Backing up the Digital Hive Content Store

Backing up the Digital Hive Content Store

Question

Is there a way to backup the Digital Hive content store?

Answer

Digital Hive uses PostgreSQL as the application content store. As part of the Digital Hive platform, a daily process executes that creates an archive of the entire content store, which is then saved to the <install_directory>\PostgreSQL\postgresql_backups folder. 

By design, these backups are NOT deleted, and will eventually consume a lot of disk space. There are a couple of techniques that can be used to not only reduce the amount backups that are maintained, but can also reduce the size of the actual archive files.

To automate the deletion of unwanted PostgreSQL archive files, a batch (.bat) file can be created that can either be run manually, or through a scheduling application. To create the batch file:
  1. Open your favorite text editor
  2. Create a new text file
  3. Paste the following lines of text into the file 

    Echo delete backups older than 3 days
    forfiles -p C:\DigitalHive\PostgreSQL\postgresql_backups\ -s -m *.zip /D -3 /C "cmd /c del /q @path"
    echo Done!

  4. Change the installation path from C:\DigitalHive to what ever installation path was created for your Digital Hive installation
  5. By default, this script will only keep the last three instances of the backup. Change the 3 in the command to reflect the amount of backups that you would like to persist
  6. Save the file as delete_postgres_backups.bat
  7. Close the text editor
To run this batch file manually, navigate to the saved delete_postgres_backups.bat file and double click the file. If desired, the batch file execution can be automated by scheduling the batch file through the Windows scheduler or another server scheduling application.

§ SET PROBLEM 1
According to the Digital Hive backup article, what does Digital Hive use as its application content store?

§ DATA SHOWN
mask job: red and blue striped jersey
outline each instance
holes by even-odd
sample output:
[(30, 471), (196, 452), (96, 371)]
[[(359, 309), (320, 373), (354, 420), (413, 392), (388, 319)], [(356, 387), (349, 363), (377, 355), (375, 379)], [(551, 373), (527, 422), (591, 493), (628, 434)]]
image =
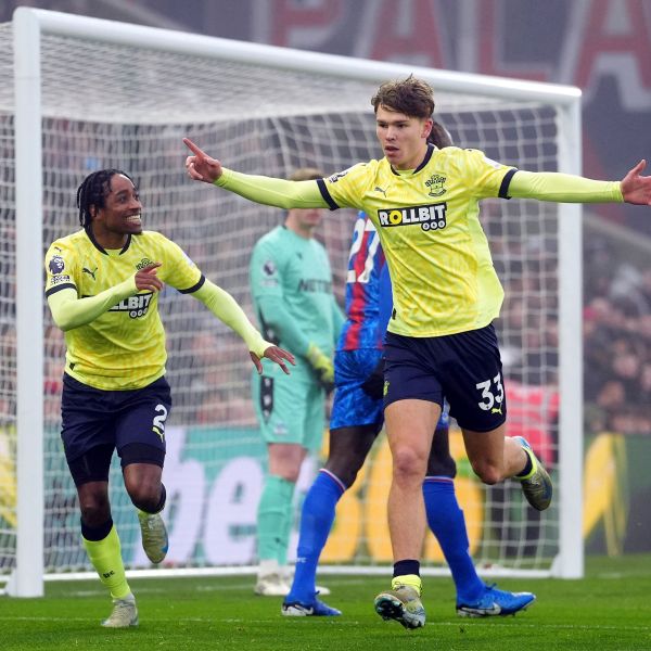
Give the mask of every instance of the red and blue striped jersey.
[(348, 258), (346, 321), (337, 350), (382, 348), (386, 323), (379, 328), (379, 312), (382, 293), (380, 277), (384, 267), (384, 252), (378, 231), (366, 214), (360, 212), (355, 221)]

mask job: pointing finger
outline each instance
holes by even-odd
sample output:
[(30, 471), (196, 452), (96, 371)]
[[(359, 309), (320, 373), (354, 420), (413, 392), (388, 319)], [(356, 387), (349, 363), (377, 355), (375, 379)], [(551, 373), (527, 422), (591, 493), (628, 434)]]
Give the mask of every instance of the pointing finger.
[(205, 152), (203, 152), (196, 144), (194, 144), (194, 142), (192, 142), (192, 140), (190, 140), (190, 138), (183, 138), (183, 142), (186, 143), (186, 146), (195, 155), (195, 156), (200, 156), (201, 158), (207, 158), (207, 155)]

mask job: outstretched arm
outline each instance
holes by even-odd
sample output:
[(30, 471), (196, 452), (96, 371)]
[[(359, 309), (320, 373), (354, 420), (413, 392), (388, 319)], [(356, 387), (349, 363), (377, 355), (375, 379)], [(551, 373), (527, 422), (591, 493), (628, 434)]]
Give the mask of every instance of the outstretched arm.
[(646, 161), (640, 161), (622, 181), (595, 181), (551, 171), (518, 171), (509, 186), (509, 195), (564, 203), (651, 205), (651, 176), (641, 176), (646, 165)]
[(651, 206), (651, 176), (642, 176), (643, 158), (622, 179), (622, 196), (626, 203)]
[(241, 174), (227, 169), (212, 158), (192, 140), (183, 138), (192, 151), (186, 158), (188, 176), (195, 181), (215, 183), (244, 199), (277, 208), (327, 208), (317, 181), (288, 181), (266, 176)]
[(244, 340), (258, 373), (263, 372), (260, 359), (266, 357), (276, 362), (288, 375), (290, 374), (284, 360), (294, 365), (294, 356), (283, 348), (266, 342), (228, 292), (206, 279), (206, 282), (192, 296), (201, 301), (220, 321)]

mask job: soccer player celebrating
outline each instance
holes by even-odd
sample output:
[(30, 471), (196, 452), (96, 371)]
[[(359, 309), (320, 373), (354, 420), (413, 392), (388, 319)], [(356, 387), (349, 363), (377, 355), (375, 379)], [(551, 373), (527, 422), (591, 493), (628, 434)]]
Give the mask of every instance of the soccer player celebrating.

§ SET PROBLEM 2
Duplicate the stretch of the listing from its first line through the line containing "Give the mask of every instance of the red", both ends included, and leave the pictures out.

§ EXERCISE RESPONSE 1
PostgreSQL

§ EXERCISE RESPONSE 2
mask job: red and blue striped jersey
outline each instance
holes by even-odd
sample output:
[(30, 471), (196, 452), (96, 371)]
[[(359, 309), (320, 373), (354, 420), (413, 392), (388, 319)], [(356, 387), (349, 363), (377, 355), (375, 379)], [(551, 373), (527, 422), (591, 493), (628, 434)]]
image =
Give the mask of every instance of the red and blue striped jersey.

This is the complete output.